■ **PROBLEMA 1**
Segundo o trecho sobre a seleção holandesa, qual jogador nem sequer foi convocado?
■ **PROBLEMA 2**
Nas linhas do material a processar, comece pela que contém "Where can you see the man?" e pare depois da que contém "<point>200,113</point>". Reescreva só esse intervalo trocando "thickest part" por "widest part" e deixando todo o resto igual.

Mais notável é ver que Janssen e Luuk de Jong (sem esquecer Bas Dost, jogando fora da Holanda) já ameaçam os atacantes veteranos na Oranje. A ponto de Huntelaar não ter jogado nenhum minuto nos amistosos, e de Robin van Persie sequer ser convocado. Aliás, a revista Voetbal International noticiou que "Hunter" se abateu com a ausência nos jogos recentes da seleção, e está pensando seriamente sobre sua continuidade com a camisa laranja. Esse crescimento de outras opções é um inegável sinal de renovação. Mas ela poderia ser mais representativa: por mais gols que estejam marcando, nenhum desses citados mostrou, ainda, nível técnico suficiente para ir além da finalização, criar jogadas, vir com a bola dominada desde o meio-campo. Se algum deles o fizesse, poderia se iniciar um novo projeto tático para a Laranja, usando bons armadores, como Davy Klaassen.

Trechos de conjunto de dados de anotação de localização:
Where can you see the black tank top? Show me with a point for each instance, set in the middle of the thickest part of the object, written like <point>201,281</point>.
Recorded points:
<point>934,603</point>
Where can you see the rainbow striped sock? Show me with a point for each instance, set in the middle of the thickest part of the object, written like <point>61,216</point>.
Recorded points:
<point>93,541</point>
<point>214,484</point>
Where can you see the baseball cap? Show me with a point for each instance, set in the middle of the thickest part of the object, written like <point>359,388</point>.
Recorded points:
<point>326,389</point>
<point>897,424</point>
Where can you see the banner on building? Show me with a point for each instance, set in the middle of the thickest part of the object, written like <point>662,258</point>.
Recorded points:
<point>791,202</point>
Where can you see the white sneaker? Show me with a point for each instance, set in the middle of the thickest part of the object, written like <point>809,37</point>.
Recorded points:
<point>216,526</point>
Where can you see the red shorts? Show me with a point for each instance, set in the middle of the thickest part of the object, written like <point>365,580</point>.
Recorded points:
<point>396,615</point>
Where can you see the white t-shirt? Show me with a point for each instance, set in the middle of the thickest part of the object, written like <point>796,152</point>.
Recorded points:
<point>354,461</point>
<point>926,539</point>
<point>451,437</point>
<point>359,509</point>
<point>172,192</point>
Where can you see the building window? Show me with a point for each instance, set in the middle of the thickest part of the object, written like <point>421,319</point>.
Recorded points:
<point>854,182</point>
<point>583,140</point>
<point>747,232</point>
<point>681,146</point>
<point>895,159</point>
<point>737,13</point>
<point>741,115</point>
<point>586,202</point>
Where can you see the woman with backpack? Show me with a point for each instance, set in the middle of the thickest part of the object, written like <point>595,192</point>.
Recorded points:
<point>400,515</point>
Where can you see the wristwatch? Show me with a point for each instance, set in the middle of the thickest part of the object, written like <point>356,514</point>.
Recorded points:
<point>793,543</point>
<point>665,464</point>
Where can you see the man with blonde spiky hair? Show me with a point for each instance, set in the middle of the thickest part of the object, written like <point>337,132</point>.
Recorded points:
...
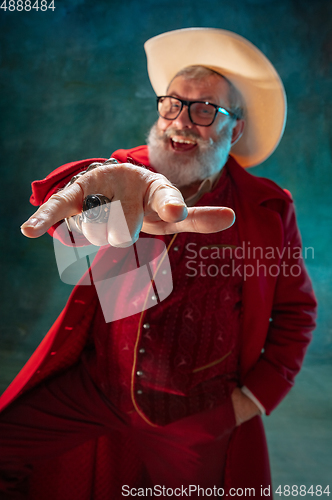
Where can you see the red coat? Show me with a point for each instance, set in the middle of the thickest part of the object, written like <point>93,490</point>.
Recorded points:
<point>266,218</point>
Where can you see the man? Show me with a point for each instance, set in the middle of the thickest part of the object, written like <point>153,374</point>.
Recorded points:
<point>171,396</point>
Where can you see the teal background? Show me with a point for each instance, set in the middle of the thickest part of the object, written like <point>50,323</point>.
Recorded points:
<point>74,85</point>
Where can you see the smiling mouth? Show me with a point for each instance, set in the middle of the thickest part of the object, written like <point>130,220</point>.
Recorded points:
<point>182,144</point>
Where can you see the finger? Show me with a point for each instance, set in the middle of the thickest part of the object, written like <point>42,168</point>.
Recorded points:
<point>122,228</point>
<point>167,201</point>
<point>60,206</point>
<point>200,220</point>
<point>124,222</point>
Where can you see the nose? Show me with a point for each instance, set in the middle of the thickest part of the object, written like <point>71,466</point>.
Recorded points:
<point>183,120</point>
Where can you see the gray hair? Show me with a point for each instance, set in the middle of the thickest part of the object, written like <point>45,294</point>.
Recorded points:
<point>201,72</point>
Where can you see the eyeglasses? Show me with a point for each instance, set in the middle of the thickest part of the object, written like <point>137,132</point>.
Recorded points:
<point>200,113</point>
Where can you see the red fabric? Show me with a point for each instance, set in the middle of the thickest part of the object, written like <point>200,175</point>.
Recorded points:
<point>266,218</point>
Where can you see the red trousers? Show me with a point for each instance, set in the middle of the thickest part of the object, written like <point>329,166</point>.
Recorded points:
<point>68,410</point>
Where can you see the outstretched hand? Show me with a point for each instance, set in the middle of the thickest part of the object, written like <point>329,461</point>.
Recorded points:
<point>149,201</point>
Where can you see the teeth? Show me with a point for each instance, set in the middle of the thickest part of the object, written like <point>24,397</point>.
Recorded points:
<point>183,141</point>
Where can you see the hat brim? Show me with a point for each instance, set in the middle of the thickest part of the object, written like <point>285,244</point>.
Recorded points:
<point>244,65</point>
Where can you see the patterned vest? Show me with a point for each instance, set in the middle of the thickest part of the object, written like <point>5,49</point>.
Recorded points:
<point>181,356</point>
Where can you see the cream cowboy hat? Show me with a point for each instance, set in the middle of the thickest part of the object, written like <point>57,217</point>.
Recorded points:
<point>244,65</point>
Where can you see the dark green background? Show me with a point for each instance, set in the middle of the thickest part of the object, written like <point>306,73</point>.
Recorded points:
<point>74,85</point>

■ **SOLUÇÃO DO PROBLEMA 1**
Robin van Persie.

■ **SOLUÇÃO DO PROBLEMA 2**
Where can you see the man? Show me with a point for each instance, set in the middle of the widest part of the object, written like <point>153,374</point>.
Recorded points:
<point>171,396</point>
Where can you see the teal background? Show me with a point for each instance, set in the middle of the widest part of the object, written like <point>50,323</point>.
Recorded points:
<point>74,85</point>
Where can you see the smiling mouth? Show me with a point for each instance, set in the middle of the widest part of the object, written like <point>130,220</point>.
Recorded points:
<point>182,144</point>
Where can you see the finger? Show me with a point for each instance, set in the middle of the widest part of the object, written like <point>42,168</point>.
Recorded points:
<point>122,228</point>
<point>167,201</point>
<point>60,206</point>
<point>200,220</point>
<point>124,222</point>
Where can you see the nose? Show me with a point for each instance, set in the middle of the widest part of the object, written like <point>71,466</point>.
Recorded points:
<point>183,120</point>
Where can you see the gray hair? Show me with a point for each instance, set in the middle of the widest part of the object, written like <point>45,294</point>.
Recorded points:
<point>201,72</point>
Where can you see the eyeglasses? Show me with a point for each instance, set in the middle of the widest part of the object, written like <point>137,132</point>.
Recorded points:
<point>200,113</point>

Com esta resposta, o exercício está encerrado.